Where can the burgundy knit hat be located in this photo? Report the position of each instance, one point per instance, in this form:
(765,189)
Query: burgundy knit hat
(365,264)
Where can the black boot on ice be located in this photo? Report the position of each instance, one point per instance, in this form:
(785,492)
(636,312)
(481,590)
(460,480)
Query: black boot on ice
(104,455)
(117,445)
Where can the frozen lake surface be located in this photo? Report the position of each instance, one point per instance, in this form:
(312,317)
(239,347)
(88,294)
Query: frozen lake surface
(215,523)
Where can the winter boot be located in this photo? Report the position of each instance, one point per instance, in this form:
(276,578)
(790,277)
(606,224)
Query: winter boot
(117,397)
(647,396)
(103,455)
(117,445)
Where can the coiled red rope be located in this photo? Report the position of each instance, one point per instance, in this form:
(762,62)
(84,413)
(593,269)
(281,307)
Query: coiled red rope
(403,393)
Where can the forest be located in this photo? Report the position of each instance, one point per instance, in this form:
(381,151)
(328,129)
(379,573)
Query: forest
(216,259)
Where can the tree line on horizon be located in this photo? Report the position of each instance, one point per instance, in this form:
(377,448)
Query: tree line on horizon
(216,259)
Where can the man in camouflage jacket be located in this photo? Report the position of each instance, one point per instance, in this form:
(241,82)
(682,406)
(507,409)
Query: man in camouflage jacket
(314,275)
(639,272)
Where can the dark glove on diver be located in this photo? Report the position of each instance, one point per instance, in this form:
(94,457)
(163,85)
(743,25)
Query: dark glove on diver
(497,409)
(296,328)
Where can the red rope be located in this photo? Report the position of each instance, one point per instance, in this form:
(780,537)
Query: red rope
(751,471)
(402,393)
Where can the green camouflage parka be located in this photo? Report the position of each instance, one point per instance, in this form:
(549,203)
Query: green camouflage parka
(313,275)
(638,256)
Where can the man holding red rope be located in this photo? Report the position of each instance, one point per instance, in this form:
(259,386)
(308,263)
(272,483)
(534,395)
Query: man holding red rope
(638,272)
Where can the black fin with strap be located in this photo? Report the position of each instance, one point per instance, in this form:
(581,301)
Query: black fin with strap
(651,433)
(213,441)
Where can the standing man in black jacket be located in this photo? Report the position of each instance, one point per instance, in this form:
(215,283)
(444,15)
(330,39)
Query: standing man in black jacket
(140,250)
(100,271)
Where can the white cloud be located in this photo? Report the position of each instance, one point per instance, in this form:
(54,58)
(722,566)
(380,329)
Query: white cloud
__________________________________________________
(Task directions) The answer should consist solely of the lines from the one that contains "Query: red rope" through the end of the material above, copied exactly.

(Task output)
Query: red rope
(751,471)
(402,393)
Where can the green camouflage parka be located in this photo? Report the position of each instance, one point per instance, in this form:
(549,203)
Query: green camouflage parka
(313,275)
(638,256)
Where can the man holding red rope be located in this photo? Report the position of each instance, one point per instance, in this form:
(259,386)
(308,263)
(272,483)
(534,395)
Query: man holding red rope
(638,272)
Where can the black fin with strap be located in this photo? Report the position of each instance, one point per instance, in this form:
(581,301)
Query: black fin with strap
(651,433)
(213,441)
Where can the standing man in black jacket be located in this photo? Report the position of each instance, one point per instance, in this form:
(215,283)
(444,15)
(330,39)
Query: standing man in black jacket
(140,250)
(100,271)
Where can the white cloud be located in this photo? Report the position of each instance, one point per instance, in this form:
(54,58)
(722,566)
(380,329)
Query: white cloud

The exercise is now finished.